(Data excerpts)
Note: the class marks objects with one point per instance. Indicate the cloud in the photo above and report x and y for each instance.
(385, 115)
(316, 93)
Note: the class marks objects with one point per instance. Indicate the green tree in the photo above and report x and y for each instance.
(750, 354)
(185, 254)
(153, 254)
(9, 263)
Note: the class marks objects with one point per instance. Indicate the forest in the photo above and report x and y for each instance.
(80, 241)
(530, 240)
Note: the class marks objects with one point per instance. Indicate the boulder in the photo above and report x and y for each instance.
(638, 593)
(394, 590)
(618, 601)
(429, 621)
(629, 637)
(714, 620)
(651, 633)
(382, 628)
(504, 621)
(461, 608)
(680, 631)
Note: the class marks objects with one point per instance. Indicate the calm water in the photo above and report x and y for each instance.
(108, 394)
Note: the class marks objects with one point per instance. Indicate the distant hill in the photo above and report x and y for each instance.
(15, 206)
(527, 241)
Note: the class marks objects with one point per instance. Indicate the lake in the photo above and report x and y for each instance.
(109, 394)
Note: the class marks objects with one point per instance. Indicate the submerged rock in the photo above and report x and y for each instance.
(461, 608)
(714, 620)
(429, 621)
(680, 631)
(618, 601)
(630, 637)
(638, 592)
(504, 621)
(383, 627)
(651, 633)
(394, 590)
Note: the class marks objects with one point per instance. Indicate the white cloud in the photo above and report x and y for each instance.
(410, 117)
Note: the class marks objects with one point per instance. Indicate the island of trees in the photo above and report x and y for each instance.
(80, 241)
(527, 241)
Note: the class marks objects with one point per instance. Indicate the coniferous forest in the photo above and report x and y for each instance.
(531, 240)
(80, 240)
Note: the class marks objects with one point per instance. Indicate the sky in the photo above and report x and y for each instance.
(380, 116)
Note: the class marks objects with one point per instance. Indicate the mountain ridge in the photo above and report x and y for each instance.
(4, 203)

Task prompt
In the answer, return exactly the lines from the line containing "Indicate the lake" to the end of the records above, and no others.

Exercise solution
Note: the class marks objects with one point per instance. Indicate the lake in the photo above and report x and y for each instance.
(109, 394)
Note: the class marks objects with one point per instance. Indicate the submerged rock in the photo above and report x and y for each instance.
(461, 608)
(714, 620)
(429, 621)
(680, 631)
(618, 601)
(630, 637)
(638, 592)
(504, 621)
(383, 627)
(651, 633)
(394, 590)
Note: the class marks objects with one point per instance. Indicate the white cloud in the photo above and report x and y for each instance.
(410, 117)
Note: the class marks objects with one point per instance. Indicate the island of trees in the photo above and report x and y for each instance.
(80, 241)
(527, 241)
Note: the class marks objects with one point per instance. Indicate the coniferous forest in the photo above and report x and y for each instance.
(531, 240)
(80, 240)
Note: the class marks objects with one point per instance. Indicate the sky in the photo above and report x and y for each instance.
(380, 116)
Note: the class marks objects with one point per instance. Indicate the mountain ridge in the photo above and report x and y for each instance.
(4, 203)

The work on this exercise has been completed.